■ Problem to work on
Rewrite the entries from the line containing "Isolate thin brown" through the end of the entries, changing "Isolate" to "Locate" and leaving everything else the same.

■ Collected data
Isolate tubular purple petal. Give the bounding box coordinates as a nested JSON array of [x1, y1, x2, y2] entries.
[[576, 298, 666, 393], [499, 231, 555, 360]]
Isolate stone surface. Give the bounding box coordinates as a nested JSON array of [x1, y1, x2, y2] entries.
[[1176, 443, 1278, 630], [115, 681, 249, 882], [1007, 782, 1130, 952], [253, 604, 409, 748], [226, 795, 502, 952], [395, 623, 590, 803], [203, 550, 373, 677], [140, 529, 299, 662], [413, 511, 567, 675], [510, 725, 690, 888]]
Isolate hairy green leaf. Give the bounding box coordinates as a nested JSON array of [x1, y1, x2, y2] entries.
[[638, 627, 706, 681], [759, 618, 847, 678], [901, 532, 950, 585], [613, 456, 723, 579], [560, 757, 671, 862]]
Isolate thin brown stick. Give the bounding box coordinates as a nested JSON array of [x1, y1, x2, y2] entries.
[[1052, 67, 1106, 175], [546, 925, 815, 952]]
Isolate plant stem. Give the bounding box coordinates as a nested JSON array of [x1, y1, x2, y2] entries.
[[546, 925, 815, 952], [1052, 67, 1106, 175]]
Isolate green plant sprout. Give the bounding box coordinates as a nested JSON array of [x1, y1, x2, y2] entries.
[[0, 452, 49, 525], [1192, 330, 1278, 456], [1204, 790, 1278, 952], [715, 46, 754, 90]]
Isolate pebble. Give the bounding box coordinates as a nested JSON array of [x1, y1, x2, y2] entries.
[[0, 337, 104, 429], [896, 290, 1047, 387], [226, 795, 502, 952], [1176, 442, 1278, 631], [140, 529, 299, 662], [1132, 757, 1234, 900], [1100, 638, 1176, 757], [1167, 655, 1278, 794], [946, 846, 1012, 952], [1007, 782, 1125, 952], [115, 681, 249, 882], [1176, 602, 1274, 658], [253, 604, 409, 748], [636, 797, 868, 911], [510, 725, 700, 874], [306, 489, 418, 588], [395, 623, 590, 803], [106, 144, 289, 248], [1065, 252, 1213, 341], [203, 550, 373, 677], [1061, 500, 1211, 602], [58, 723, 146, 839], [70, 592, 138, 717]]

■ Exercise result
Locate thin brown stick. Give the bounding box coordinates as a nested JSON array of [x1, y1, x2, y2] entries.
[[1052, 67, 1106, 175], [546, 925, 815, 952]]
Locate plant stem. Give the bounding box coordinates as a nested JSON array of [x1, y1, x2, y2] entries.
[[546, 925, 815, 952], [1052, 67, 1106, 175]]
Locate green plant sprout. Give the bounding box coordinates as a nested JSON array of [x1, y1, x2, y2] entries.
[[0, 452, 49, 525], [1192, 330, 1278, 456], [1204, 790, 1278, 952], [715, 46, 754, 90]]
Locate pebble. Give the bounding box coordinates as a nested JSON array of [x1, y1, x2, y2] entries.
[[0, 337, 104, 429], [896, 290, 1047, 387], [226, 795, 502, 952], [1176, 442, 1278, 631], [140, 529, 299, 662], [1132, 757, 1234, 900], [1100, 638, 1176, 757], [1167, 655, 1278, 794], [946, 846, 1012, 952], [1007, 782, 1125, 952], [115, 681, 249, 882], [1176, 602, 1274, 658], [253, 604, 409, 748], [636, 797, 868, 911], [510, 725, 700, 874], [306, 489, 418, 588], [395, 623, 590, 803], [106, 144, 289, 248], [1065, 252, 1213, 341], [203, 550, 373, 677], [1061, 500, 1211, 602], [58, 723, 146, 839], [70, 592, 138, 717]]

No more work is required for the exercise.